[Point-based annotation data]
* begin *
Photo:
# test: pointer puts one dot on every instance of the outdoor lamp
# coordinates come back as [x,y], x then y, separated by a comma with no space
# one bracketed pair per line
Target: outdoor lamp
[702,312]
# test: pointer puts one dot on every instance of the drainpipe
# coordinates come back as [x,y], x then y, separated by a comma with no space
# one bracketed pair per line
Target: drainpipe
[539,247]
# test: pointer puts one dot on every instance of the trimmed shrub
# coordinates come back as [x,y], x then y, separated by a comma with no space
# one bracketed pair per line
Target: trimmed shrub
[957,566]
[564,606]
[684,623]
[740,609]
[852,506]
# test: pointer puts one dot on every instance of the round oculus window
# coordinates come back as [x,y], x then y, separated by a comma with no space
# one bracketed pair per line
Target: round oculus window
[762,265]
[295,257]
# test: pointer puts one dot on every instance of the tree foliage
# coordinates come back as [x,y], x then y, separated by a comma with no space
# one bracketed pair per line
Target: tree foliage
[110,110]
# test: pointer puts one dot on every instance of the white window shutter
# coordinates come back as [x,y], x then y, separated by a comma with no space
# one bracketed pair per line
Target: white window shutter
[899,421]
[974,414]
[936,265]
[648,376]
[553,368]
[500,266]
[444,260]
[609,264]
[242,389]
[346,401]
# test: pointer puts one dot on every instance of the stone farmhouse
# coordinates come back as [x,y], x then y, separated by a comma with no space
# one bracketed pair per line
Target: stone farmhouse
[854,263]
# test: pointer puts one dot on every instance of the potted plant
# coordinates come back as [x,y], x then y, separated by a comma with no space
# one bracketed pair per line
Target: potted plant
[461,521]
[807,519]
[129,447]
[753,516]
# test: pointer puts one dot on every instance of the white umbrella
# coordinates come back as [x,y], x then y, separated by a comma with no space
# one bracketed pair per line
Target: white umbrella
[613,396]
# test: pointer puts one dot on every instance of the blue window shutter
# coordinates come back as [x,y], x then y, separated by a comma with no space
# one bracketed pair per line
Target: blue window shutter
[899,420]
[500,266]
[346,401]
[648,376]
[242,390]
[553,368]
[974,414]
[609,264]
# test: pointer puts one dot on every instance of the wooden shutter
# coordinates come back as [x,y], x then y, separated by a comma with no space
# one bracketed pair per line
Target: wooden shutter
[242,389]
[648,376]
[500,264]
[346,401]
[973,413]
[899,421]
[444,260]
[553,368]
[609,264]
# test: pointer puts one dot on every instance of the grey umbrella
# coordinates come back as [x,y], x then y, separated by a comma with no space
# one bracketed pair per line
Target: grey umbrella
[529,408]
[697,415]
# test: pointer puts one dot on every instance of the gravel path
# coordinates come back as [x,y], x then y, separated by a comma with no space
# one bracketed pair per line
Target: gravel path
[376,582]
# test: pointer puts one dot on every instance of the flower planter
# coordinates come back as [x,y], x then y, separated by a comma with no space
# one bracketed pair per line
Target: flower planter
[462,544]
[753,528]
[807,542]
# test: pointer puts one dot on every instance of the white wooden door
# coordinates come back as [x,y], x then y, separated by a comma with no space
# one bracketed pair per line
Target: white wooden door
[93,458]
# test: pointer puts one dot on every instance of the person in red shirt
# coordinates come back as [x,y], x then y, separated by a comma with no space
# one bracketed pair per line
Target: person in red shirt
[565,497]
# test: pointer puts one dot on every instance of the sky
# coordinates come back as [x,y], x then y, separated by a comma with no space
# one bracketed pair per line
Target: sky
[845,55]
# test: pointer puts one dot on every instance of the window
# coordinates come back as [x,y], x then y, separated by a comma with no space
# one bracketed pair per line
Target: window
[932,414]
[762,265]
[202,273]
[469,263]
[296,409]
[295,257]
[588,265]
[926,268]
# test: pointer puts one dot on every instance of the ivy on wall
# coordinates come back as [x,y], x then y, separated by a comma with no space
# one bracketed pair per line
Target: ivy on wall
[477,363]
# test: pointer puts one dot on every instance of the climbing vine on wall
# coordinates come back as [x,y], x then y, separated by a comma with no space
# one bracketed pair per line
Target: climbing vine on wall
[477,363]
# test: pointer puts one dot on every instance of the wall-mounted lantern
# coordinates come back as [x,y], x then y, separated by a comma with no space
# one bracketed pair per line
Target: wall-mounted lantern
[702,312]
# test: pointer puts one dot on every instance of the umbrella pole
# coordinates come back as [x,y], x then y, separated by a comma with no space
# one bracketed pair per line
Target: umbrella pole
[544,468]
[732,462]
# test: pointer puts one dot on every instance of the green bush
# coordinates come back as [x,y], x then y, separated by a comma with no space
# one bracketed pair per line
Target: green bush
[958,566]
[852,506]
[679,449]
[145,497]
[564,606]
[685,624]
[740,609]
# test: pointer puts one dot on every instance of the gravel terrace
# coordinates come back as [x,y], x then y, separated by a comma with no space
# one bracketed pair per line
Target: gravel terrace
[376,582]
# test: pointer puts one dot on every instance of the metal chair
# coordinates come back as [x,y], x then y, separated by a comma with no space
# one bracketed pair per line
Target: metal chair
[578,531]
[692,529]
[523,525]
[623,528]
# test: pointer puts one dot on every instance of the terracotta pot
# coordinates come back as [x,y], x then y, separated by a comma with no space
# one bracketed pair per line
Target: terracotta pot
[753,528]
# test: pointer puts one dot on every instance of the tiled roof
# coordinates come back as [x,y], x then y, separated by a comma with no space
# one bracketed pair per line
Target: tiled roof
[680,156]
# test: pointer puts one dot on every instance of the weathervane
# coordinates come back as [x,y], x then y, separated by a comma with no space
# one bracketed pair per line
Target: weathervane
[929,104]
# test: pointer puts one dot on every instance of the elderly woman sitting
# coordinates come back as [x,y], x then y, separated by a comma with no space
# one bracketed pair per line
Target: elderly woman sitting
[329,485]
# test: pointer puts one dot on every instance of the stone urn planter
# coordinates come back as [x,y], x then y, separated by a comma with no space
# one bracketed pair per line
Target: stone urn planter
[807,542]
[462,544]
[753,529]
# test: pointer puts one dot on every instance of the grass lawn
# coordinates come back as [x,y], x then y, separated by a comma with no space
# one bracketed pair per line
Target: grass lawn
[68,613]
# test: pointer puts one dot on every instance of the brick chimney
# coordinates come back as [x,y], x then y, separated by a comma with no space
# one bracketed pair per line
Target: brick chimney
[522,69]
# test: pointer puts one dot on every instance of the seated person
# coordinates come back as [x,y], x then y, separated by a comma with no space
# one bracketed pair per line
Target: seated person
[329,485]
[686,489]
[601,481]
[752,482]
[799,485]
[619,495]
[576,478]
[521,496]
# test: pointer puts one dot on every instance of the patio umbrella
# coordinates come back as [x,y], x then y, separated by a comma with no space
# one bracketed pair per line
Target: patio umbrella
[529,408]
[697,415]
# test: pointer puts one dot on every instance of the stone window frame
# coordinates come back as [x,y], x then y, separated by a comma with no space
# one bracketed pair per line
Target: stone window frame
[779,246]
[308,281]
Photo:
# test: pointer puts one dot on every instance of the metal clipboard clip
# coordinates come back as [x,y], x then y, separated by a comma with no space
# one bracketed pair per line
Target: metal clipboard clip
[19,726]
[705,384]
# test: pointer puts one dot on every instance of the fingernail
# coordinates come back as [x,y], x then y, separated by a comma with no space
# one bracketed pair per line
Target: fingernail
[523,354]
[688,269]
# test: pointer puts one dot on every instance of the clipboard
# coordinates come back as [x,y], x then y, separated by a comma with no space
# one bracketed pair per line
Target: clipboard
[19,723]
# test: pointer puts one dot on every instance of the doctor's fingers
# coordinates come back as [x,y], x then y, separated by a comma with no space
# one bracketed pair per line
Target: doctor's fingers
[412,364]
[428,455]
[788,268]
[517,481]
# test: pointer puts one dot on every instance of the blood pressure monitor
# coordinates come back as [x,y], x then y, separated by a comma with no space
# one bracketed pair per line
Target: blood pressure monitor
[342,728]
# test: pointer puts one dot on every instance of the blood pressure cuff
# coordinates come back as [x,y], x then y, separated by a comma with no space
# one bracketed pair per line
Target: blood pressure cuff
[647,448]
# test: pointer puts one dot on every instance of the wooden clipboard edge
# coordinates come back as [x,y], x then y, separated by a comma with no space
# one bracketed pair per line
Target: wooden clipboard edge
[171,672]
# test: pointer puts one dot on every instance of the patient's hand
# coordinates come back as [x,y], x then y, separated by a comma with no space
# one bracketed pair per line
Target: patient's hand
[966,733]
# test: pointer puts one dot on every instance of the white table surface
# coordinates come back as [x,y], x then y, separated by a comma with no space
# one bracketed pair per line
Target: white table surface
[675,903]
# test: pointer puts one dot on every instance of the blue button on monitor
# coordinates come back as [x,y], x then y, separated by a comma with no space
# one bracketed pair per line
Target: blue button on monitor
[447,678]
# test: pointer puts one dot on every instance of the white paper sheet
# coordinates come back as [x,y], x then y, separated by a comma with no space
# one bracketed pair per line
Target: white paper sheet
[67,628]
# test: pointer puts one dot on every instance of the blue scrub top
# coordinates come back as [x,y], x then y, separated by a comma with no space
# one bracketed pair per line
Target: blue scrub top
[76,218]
* end *
Exercise: Print nothing but the lines from the line with "the blue button on monitor" to the last line of the records above. Both of those lines count.

Finished answer:
# test: pointer puts one dot on every instance of the blue button on monitor
# coordinates come back as [x,y], x then y, separated by a comma with no space
# one bracketed pair per line
Target: blue button on monitor
[447,678]
# test: pointer puts one dot on every instance of the white paper sheet
# coordinates come back as [x,y], x then y, separated by a comma with no space
# one bracketed pair per line
Target: white paper sheet
[67,628]
# test: pointer puts one dot on every instance of the blue scrub top
# coordinates come back as [x,y], x then y, separated by a comma with no space
# one bracketed pair per line
Target: blue scrub top
[76,218]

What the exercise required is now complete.